Coordinate labeling data
****************
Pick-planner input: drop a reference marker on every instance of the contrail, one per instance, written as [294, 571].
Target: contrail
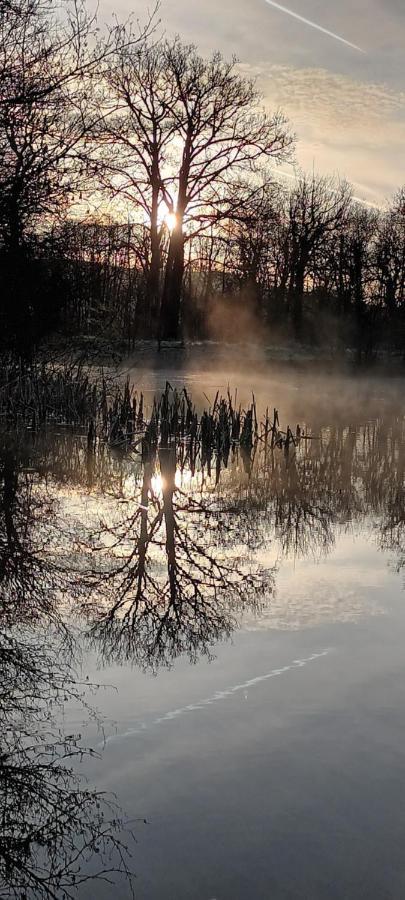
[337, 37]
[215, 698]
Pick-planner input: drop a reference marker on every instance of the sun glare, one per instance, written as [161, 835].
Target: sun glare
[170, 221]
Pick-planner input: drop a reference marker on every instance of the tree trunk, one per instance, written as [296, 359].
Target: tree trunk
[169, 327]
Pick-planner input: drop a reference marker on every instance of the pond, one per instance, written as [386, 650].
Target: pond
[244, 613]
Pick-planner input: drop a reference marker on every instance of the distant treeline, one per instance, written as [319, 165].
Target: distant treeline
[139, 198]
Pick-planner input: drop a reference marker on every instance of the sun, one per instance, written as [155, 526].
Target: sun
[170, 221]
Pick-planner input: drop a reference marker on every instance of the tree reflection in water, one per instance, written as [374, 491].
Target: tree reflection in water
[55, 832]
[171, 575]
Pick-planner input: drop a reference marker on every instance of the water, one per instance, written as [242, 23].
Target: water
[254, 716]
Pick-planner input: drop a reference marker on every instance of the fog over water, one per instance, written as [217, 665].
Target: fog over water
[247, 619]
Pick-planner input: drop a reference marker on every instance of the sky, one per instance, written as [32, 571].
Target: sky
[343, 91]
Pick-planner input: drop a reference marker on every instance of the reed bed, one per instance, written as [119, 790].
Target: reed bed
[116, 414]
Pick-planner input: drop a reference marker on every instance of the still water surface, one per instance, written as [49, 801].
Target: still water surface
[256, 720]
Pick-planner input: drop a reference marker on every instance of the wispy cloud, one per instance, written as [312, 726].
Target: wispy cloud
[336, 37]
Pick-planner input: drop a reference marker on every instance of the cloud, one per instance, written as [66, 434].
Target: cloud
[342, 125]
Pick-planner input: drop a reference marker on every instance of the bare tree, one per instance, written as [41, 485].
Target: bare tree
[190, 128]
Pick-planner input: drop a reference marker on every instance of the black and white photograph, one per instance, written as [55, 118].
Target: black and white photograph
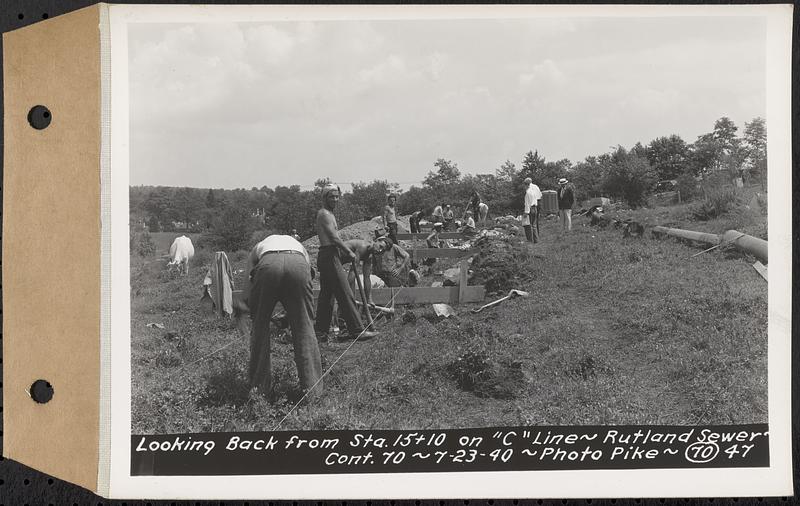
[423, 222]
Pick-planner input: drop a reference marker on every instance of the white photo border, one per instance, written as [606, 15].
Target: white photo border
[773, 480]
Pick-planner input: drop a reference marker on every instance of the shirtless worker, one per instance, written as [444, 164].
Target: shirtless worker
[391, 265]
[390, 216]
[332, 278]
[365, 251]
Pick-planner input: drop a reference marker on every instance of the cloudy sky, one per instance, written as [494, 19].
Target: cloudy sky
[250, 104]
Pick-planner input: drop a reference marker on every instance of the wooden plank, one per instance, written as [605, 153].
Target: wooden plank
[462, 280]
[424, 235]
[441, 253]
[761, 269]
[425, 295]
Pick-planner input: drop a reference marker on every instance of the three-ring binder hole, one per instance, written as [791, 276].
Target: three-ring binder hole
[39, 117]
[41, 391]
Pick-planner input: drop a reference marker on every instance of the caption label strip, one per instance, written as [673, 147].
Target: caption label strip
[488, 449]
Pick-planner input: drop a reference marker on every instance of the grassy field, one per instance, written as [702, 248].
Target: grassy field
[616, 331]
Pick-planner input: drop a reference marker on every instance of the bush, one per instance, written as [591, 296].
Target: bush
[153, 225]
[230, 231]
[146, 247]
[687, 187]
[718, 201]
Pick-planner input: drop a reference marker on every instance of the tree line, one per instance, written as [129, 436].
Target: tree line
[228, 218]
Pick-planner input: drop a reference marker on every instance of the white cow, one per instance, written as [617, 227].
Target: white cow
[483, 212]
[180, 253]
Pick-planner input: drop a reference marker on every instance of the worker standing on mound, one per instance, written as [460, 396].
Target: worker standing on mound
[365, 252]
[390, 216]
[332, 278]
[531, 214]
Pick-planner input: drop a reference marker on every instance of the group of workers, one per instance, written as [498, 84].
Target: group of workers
****************
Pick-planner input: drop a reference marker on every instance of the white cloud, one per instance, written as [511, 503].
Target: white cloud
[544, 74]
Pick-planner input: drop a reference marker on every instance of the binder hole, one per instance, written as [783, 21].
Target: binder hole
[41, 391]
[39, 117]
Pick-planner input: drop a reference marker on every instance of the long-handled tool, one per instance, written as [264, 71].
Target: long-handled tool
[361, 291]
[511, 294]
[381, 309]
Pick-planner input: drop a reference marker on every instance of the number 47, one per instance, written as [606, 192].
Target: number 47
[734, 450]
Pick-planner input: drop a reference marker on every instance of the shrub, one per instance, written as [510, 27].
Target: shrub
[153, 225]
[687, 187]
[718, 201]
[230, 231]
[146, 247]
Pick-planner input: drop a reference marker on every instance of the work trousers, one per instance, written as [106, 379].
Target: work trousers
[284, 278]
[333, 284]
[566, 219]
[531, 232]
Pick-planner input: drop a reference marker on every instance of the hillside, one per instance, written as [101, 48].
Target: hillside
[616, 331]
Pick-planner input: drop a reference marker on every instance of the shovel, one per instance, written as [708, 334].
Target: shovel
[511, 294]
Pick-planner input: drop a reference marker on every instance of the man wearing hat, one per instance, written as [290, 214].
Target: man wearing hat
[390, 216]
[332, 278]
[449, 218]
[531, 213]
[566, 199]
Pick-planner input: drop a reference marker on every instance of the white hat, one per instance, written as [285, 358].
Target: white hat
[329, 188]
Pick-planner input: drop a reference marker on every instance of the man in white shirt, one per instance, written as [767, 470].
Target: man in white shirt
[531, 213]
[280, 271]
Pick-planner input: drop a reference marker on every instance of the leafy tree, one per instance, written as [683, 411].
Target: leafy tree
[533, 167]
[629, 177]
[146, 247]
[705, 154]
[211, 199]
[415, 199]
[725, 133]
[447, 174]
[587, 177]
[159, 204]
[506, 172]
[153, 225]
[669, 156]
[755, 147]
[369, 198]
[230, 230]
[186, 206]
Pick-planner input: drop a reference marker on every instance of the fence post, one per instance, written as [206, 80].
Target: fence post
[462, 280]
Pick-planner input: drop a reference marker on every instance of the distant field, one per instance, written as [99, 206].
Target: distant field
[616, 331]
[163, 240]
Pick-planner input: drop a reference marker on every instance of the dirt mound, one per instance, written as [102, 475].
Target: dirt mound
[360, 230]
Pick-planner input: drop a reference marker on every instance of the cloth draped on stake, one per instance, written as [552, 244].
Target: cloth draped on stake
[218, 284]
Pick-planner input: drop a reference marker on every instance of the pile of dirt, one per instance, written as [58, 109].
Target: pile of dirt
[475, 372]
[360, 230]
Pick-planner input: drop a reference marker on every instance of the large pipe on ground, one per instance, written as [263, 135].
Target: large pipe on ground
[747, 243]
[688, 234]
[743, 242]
****************
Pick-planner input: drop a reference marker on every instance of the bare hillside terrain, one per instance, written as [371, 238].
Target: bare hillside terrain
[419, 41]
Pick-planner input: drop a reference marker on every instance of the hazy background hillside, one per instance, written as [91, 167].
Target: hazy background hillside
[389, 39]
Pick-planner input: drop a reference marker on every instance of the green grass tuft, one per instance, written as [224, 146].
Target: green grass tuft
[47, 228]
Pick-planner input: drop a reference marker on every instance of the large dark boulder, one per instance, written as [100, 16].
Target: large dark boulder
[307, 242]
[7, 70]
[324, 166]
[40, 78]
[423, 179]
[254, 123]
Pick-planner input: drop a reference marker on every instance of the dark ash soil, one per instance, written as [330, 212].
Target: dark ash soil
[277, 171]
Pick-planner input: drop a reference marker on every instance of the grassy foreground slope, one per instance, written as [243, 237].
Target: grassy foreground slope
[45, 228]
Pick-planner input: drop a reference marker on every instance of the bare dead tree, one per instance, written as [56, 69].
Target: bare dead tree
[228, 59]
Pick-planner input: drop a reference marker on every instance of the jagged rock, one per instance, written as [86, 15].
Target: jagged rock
****************
→ **Aim**:
Please count the lines in the records above that contain the string "bush", where case counts, and reply with the number alone.

→ **Finished exercise**:
2